### Instruction
Which rows below contain the string "traffic"? Report each of those rows in full, and count a match only when the letter case is the same.

— BEGIN Recorded data —

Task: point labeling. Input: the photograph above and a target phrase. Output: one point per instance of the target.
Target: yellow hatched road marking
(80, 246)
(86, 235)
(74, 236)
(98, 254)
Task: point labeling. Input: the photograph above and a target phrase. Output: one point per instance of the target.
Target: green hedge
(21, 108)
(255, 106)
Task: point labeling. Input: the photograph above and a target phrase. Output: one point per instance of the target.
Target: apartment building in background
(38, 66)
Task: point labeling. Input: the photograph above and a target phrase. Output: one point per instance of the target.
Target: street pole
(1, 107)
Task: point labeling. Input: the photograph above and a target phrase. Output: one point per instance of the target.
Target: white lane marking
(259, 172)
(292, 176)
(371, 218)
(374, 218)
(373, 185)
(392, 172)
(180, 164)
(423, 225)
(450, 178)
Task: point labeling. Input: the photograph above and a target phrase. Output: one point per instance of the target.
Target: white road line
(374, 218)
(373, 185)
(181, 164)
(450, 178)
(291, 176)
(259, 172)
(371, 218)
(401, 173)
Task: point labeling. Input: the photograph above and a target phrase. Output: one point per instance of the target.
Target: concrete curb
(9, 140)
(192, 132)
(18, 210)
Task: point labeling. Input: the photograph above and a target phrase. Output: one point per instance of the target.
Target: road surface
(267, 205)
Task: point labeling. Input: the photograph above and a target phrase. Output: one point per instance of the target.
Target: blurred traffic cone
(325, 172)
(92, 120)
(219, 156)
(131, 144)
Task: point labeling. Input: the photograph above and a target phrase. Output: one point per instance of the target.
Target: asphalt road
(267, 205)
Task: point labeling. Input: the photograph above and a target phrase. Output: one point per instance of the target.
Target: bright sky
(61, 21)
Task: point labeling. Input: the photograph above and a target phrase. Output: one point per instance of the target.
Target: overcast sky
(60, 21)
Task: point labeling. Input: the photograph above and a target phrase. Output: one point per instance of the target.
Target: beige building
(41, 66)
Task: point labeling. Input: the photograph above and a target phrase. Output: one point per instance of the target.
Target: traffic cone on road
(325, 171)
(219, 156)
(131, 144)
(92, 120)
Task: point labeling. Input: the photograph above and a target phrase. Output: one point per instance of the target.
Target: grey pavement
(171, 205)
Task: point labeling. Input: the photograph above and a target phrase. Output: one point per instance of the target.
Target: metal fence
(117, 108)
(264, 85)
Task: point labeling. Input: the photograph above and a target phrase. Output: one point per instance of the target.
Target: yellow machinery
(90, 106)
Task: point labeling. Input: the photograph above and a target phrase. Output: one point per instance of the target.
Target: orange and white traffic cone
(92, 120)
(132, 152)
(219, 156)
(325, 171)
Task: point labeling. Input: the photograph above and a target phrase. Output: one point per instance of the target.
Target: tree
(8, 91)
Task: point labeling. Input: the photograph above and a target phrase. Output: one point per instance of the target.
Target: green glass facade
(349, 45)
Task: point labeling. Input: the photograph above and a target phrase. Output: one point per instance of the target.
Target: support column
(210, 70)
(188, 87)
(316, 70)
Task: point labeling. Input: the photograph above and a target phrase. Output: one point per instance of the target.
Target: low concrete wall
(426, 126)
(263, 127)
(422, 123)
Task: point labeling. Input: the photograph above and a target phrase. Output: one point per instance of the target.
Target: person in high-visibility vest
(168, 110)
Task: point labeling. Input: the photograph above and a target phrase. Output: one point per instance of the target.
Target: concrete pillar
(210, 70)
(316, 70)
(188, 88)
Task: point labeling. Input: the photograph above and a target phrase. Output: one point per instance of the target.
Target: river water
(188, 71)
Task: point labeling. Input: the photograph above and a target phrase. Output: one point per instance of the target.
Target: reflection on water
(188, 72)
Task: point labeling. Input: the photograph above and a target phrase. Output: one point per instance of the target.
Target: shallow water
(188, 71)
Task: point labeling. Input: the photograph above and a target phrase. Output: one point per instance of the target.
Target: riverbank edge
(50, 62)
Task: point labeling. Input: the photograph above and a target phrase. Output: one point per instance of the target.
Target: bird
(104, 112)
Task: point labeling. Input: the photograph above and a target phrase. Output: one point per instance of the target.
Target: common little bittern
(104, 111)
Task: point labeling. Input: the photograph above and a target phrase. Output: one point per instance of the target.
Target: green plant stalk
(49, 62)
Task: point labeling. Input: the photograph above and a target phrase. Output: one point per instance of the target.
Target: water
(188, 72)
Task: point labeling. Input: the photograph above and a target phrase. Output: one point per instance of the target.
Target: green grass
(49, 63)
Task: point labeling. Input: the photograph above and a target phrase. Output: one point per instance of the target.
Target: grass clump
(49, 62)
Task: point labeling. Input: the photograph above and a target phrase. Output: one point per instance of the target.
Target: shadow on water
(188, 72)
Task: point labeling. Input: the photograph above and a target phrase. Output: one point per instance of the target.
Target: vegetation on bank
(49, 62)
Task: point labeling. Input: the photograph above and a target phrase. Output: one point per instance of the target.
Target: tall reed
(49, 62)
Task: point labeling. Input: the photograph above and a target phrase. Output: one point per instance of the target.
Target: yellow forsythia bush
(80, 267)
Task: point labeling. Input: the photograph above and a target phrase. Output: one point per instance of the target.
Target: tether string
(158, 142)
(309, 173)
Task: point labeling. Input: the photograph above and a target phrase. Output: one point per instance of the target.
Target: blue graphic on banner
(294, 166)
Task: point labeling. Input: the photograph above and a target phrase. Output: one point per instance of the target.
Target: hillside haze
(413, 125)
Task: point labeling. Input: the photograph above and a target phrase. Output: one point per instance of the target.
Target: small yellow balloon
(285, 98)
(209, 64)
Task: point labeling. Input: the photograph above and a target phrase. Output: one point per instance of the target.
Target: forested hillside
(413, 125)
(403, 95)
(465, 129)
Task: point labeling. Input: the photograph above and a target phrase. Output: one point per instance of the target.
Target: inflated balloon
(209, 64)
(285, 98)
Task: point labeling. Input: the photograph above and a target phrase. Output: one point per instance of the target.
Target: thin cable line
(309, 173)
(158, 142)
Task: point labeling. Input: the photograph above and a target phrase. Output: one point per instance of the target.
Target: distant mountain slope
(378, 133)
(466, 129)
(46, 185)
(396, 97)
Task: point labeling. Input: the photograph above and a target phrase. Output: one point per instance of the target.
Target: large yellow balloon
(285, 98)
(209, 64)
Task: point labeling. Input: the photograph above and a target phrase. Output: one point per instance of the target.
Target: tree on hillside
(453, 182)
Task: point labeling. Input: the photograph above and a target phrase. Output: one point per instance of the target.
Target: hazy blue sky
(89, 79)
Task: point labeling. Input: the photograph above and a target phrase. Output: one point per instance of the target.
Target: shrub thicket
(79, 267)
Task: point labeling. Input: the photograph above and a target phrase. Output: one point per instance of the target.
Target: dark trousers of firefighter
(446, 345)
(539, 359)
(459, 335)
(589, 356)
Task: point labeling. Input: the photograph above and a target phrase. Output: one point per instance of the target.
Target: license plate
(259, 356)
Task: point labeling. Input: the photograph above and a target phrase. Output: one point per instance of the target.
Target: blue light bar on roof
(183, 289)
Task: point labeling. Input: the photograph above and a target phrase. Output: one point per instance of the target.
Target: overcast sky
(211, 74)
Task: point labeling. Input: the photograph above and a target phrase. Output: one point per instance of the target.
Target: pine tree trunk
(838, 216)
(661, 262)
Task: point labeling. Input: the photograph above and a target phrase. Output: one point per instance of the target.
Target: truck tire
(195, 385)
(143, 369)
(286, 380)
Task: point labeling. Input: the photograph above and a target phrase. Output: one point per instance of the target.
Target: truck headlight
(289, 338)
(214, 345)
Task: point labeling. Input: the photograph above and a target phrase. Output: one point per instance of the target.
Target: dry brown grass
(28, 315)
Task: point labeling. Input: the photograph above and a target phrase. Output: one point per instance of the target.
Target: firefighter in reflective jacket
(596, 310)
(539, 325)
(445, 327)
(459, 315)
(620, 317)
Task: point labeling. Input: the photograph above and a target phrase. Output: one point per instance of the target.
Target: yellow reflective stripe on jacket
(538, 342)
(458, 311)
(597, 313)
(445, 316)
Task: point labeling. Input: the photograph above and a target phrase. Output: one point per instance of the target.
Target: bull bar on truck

— END Recorded data —

### Result of the exercise
Target: blurred traffic cone
Target: traffic cone on road
Target: orange and white traffic cone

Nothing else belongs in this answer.